- WHAT TO DO
Each entry below should be restated word for word, without any picture it contains.

TASK DATA START

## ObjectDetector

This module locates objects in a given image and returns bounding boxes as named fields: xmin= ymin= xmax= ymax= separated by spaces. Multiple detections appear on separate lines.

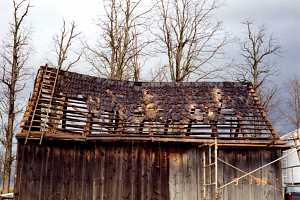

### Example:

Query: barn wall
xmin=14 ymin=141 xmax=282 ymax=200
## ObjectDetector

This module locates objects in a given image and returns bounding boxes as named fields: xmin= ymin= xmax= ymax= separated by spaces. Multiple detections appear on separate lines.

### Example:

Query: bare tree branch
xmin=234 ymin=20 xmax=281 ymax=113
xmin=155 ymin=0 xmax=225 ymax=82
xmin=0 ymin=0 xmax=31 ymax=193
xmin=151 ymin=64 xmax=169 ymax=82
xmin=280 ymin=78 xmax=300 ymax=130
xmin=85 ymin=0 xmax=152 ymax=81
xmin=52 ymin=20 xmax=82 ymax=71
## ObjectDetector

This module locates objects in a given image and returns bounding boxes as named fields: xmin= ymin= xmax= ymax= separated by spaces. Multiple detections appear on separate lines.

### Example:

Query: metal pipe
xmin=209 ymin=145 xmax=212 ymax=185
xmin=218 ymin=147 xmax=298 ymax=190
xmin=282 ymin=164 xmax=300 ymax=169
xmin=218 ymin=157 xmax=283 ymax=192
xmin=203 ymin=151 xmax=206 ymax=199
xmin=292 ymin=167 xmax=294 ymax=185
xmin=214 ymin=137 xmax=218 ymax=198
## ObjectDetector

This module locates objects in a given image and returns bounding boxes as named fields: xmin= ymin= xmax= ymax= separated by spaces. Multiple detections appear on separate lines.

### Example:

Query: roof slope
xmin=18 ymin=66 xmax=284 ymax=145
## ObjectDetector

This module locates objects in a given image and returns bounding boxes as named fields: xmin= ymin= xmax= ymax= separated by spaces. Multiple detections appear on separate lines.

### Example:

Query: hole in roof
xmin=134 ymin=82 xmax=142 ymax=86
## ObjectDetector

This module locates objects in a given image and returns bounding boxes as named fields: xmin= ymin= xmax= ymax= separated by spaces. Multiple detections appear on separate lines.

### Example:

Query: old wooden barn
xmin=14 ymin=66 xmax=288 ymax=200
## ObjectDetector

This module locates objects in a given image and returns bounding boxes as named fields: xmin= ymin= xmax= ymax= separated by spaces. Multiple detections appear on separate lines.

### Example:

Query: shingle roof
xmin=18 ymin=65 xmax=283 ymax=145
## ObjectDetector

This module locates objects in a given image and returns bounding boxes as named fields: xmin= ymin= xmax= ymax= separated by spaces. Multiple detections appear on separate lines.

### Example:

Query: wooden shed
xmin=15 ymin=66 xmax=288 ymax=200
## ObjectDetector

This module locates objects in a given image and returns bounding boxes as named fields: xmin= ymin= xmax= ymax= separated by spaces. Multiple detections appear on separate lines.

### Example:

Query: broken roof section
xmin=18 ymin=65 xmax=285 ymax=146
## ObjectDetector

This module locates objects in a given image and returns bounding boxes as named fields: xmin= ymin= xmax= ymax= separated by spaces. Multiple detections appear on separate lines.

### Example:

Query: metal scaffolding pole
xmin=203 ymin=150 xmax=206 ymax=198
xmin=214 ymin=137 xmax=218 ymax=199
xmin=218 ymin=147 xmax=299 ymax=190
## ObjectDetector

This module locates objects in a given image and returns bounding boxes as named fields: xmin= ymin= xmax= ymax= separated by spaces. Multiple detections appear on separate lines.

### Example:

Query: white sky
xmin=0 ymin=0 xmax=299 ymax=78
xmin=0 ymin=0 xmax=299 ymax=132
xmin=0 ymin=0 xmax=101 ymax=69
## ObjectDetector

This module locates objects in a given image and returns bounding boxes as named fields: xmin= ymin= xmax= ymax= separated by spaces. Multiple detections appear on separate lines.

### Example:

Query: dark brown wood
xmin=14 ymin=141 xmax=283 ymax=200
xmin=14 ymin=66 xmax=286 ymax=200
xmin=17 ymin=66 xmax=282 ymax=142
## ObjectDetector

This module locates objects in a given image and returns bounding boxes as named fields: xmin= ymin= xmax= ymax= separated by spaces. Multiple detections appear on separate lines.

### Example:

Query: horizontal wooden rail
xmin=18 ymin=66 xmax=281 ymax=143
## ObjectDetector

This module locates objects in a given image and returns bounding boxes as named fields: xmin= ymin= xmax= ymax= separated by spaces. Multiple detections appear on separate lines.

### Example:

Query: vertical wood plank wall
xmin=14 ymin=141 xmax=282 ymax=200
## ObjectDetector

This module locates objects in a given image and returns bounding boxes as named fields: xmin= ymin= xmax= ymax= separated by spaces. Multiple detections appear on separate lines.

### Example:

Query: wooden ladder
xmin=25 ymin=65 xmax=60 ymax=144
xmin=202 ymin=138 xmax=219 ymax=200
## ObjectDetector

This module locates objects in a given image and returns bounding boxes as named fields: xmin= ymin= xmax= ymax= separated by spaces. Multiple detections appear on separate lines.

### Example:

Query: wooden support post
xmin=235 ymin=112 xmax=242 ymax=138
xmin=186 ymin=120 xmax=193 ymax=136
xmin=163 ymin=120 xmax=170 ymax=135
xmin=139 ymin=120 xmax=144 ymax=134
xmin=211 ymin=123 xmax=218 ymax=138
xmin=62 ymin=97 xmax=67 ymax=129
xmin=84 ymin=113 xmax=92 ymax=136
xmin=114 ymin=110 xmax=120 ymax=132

TASK DATA END

- REPLY
## ObjectDetector

This module locates objects in a given image and returns bounding boxes as named fields: xmin= ymin= xmax= ymax= separated by spaces. Multiple detections appear on separate lines.


### Example:

Query: barn wall
xmin=14 ymin=141 xmax=282 ymax=200
## ObjectDetector

This module locates objects in a given image and returns bounding boxes as named fields: xmin= ymin= xmax= ymax= separated by spaces. Multiple detections appear on separate lines.

### Example:

Query: bare tree branch
xmin=234 ymin=20 xmax=281 ymax=113
xmin=155 ymin=0 xmax=225 ymax=82
xmin=0 ymin=0 xmax=31 ymax=193
xmin=151 ymin=64 xmax=169 ymax=82
xmin=280 ymin=78 xmax=300 ymax=130
xmin=85 ymin=0 xmax=152 ymax=81
xmin=52 ymin=20 xmax=82 ymax=71
## ObjectDetector

This module locates objects in a given image and returns bounding boxes as named fields: xmin= ymin= xmax= ymax= separated by spaces. Multiple detections appear on separate lines.

### Example:

Query: metal pipe
xmin=209 ymin=145 xmax=212 ymax=185
xmin=218 ymin=147 xmax=298 ymax=190
xmin=282 ymin=164 xmax=300 ymax=169
xmin=218 ymin=157 xmax=283 ymax=192
xmin=203 ymin=151 xmax=206 ymax=199
xmin=292 ymin=167 xmax=294 ymax=185
xmin=214 ymin=137 xmax=218 ymax=198
## ObjectDetector

This module locates objects in a given image and returns bounding boxes as named fields: xmin= ymin= xmax= ymax= separated by spaces. Multiple detections appear on separate lines.

### Example:

Query: roof slope
xmin=18 ymin=66 xmax=284 ymax=145
## ObjectDetector

This module locates objects in a given image and returns bounding boxes as named fields: xmin= ymin= xmax= ymax= separated by spaces. Multiple detections appear on separate lines.

### Example:

Query: hole in roof
xmin=134 ymin=82 xmax=142 ymax=86
## ObjectDetector

This module locates objects in a given image and returns bounding boxes as named fields: xmin= ymin= xmax= ymax= separated by spaces. Multiple detections appear on separate lines.

### Example:

Query: old wooden barn
xmin=14 ymin=66 xmax=288 ymax=200
## ObjectDetector

This module locates objects in a given image and returns bounding boxes as named fields: xmin= ymin= xmax= ymax= separated by spaces. Multiple detections appear on separate lines.

### Example:

Query: shingle roof
xmin=18 ymin=65 xmax=283 ymax=145
## ObjectDetector

This module locates objects in a given image and returns bounding boxes as named fields: xmin= ymin= xmax= ymax= separated by spaces. Multiple detections appear on separate lines.

### Example:

Query: wooden shed
xmin=15 ymin=66 xmax=288 ymax=200
## ObjectDetector

This module locates objects in a given image and returns bounding boxes as named fields: xmin= ymin= xmax= ymax= separated by spaces. Multiple detections appear on separate lines.

### Example:

Query: broken roof section
xmin=18 ymin=65 xmax=285 ymax=146
## ObjectDetector

This module locates objects in a given image and returns bounding boxes as named fields: xmin= ymin= xmax= ymax= separated by spaces. Multiple detections appear on separate lines.

### Example:

Query: metal scaffolding pole
xmin=203 ymin=150 xmax=206 ymax=198
xmin=214 ymin=137 xmax=218 ymax=199
xmin=218 ymin=147 xmax=299 ymax=190
## ObjectDetector

This module locates objects in a given image and returns bounding boxes as named fields: xmin= ymin= xmax= ymax= separated by spaces. Multiple detections appear on separate lines.

### Example:

Query: white sky
xmin=0 ymin=0 xmax=299 ymax=78
xmin=0 ymin=0 xmax=299 ymax=132
xmin=0 ymin=0 xmax=101 ymax=69
## ObjectDetector

This module locates objects in a given image and returns bounding boxes as named fields: xmin= ymin= xmax= ymax= separated by spaces. Multiple detections appear on separate lines.

### Example:

Query: dark brown wood
xmin=14 ymin=141 xmax=283 ymax=200
xmin=14 ymin=66 xmax=286 ymax=200
xmin=17 ymin=66 xmax=282 ymax=142
## ObjectDetector

This module locates objects in a given image and returns bounding boxes as named fields: xmin= ymin= xmax= ymax= separated by spaces. Multiple detections appear on separate lines.

### Example:

Query: horizontal wooden rail
xmin=18 ymin=66 xmax=281 ymax=143
## ObjectDetector

This module locates objects in a given image and returns bounding boxes as named fields: xmin= ymin= xmax= ymax= separated by spaces. Multiple detections appear on separate lines.

### Example:

Query: vertical wood plank wall
xmin=14 ymin=141 xmax=282 ymax=200
## ObjectDetector

This module locates objects in a given image and returns bounding boxes as named fields: xmin= ymin= xmax= ymax= separated by spaces. Multiple detections appear on separate lines.

### Example:

Query: wooden ladder
xmin=25 ymin=65 xmax=60 ymax=144
xmin=202 ymin=138 xmax=219 ymax=200
## ObjectDetector

This module locates objects in a given image and returns bounding boxes as named fields: xmin= ymin= xmax= ymax= separated by spaces. Multiple detections appear on separate lines.

### Example:

Query: wooden support post
xmin=235 ymin=112 xmax=242 ymax=138
xmin=186 ymin=120 xmax=193 ymax=136
xmin=163 ymin=120 xmax=170 ymax=135
xmin=139 ymin=120 xmax=144 ymax=134
xmin=211 ymin=123 xmax=218 ymax=138
xmin=62 ymin=97 xmax=67 ymax=129
xmin=84 ymin=113 xmax=92 ymax=136
xmin=114 ymin=110 xmax=120 ymax=132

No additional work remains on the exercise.